[Begin Input]

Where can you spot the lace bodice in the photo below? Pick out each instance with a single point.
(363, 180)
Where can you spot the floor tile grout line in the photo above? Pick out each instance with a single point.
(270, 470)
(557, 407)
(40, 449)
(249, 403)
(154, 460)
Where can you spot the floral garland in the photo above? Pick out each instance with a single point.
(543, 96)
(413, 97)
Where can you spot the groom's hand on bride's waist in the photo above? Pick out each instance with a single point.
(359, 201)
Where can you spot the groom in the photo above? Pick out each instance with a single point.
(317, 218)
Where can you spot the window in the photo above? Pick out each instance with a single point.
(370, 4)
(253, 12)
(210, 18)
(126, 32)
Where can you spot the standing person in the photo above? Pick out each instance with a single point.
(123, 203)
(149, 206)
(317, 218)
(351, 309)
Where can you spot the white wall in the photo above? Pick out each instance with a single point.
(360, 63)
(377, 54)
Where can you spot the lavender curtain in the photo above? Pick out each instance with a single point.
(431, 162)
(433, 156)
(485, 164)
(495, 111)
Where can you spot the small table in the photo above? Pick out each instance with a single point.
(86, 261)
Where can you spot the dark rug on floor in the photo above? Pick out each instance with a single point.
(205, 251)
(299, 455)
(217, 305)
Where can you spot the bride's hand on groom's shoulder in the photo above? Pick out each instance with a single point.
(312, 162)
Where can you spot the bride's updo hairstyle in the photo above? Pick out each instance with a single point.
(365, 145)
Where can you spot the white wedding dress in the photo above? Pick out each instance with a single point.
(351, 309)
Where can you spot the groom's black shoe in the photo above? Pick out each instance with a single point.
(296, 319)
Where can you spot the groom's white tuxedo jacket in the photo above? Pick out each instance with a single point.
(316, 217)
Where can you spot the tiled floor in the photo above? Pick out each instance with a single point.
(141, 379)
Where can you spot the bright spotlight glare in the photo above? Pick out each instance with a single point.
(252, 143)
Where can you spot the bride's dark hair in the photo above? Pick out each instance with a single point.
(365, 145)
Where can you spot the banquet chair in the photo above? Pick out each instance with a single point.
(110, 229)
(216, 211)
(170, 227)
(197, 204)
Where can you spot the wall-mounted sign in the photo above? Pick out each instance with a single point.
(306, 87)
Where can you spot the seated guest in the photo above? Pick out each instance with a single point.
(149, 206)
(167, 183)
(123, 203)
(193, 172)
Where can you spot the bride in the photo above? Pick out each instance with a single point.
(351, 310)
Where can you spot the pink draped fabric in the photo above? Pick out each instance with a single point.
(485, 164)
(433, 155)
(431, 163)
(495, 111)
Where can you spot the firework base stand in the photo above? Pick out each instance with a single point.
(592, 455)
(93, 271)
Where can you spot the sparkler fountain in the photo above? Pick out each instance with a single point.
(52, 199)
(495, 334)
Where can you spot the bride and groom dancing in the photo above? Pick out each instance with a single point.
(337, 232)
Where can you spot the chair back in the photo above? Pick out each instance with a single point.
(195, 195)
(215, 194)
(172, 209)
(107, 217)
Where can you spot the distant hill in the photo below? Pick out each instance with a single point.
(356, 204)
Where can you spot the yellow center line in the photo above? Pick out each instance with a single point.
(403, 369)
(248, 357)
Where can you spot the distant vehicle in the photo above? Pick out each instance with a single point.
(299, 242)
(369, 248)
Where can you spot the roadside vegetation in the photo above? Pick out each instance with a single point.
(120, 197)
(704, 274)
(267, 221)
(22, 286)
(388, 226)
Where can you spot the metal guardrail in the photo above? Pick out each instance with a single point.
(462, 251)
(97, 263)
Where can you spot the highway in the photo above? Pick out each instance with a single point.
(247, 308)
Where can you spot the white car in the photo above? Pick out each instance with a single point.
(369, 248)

[End Input]

** To be done **
Transcribe all of the data above line by line, changing nothing.

** Task result **
Where can you spot the lace bodice in the photo below? Pick out each instance with a single point.
(363, 180)
Where can you spot the floor tile grout line in the photo above? Pick out each instance with a single point.
(270, 470)
(557, 407)
(40, 449)
(249, 403)
(154, 460)
Where can you spot the floral garland in the photo above? Pick out each instance with a single point.
(543, 96)
(413, 97)
Where can you spot the groom's hand on bride's waist in the photo above? Pick out each instance with a single point.
(359, 201)
Where can you spot the groom in the photo above? Pick out each instance with a single point.
(317, 218)
Where can you spot the window in the photo above? Pick out each instance with a single point.
(370, 4)
(253, 12)
(210, 18)
(126, 32)
Where can you spot the standing person in the photo above? Pick out each instance with a single point.
(123, 203)
(149, 206)
(317, 218)
(351, 309)
Where can you spot the white wall in the photo above? Pick out each instance with a single point.
(360, 63)
(377, 54)
Where can you spot the lavender curtain in the photo above? Pick out each instance with a single point.
(431, 162)
(433, 156)
(485, 164)
(495, 111)
Where can you spot the small table in the photo above? Pick out each instance with a single point.
(86, 261)
Where can you spot the dark rug on floor in the photo above? Pick out each instance with a single point.
(205, 251)
(299, 455)
(217, 305)
Where can you spot the bride's hand on groom's shoulder in the photo above? Pick out each instance with a single point.
(312, 162)
Where can you spot the bride's updo hairstyle in the photo above? Pick out each instance with a single point.
(365, 145)
Where can you spot the white wedding dress in the photo above? Pick out each instance with a single point.
(351, 309)
Where can you spot the groom's black shoe in the photo above? Pick out each instance with a single point.
(296, 319)
Where can you spot the groom's white tuxedo jacket in the photo above? Pick out each instance with a single point.
(316, 217)
Where can you spot the tiled floor in the photo above? Pick out each instance with a single point.
(141, 379)
Where can you spot the bright spotlight glare in the photo above? Pick out each instance with a single point.
(252, 143)
Where can you spot the bride's dark hair in the photo above? Pick out each instance with a single point.
(365, 145)
Where can you spot the banquet chair in the photo above? Pick out each instance with a single point.
(110, 229)
(216, 211)
(170, 227)
(197, 204)
Where can you spot the wall-mounted sign in the photo above? Pick out each instance with a single point.
(306, 87)
Where can you spot the seated guest in the photo above? Pick out each instance with a single point.
(149, 206)
(167, 183)
(123, 203)
(193, 172)
Where can you spot the bride in the photo above? Pick out each instance with a single point.
(351, 310)
Where can you spot the pink draped fabric in the photo above? Pick out each instance with a single point.
(485, 164)
(433, 155)
(431, 163)
(495, 111)
Where can you spot the firework base stand in the photo above? Pick out each instance with a single point.
(592, 455)
(93, 271)
Where can you spot the sparkler fountain in the photo above? Pick out each instance with a single point.
(52, 199)
(495, 334)
Where can you spot the bride and groom dancing in the photo above? Pick out each instance with a single point.
(337, 232)
Where can you spot the chair back in the photo above? Pick out each instance with a single point.
(195, 195)
(215, 194)
(172, 209)
(107, 217)
Where can you spot the distant hill in the photo below? Pick out each instance with a single point.
(356, 204)
Where can you spot the yellow center line in the photo above? Pick out each instance with a single point.
(403, 369)
(248, 357)
Where can you spot the distant vehicle in the photo above? Pick out each instance with a single point.
(299, 242)
(369, 248)
Where can you spot the roadside vegetation in the photo above? Pick out each instance with a single point.
(120, 197)
(704, 274)
(267, 221)
(22, 286)
(388, 226)
Where can you spot the metal guardrail in the photo above? Pick out each instance with a single point.
(462, 251)
(97, 263)
Where can you spot the highway in the photo above? Pick out each instance with a single point.
(247, 308)
Where can you spot the white car in the photo above? Pick out each instance with a single point.
(369, 248)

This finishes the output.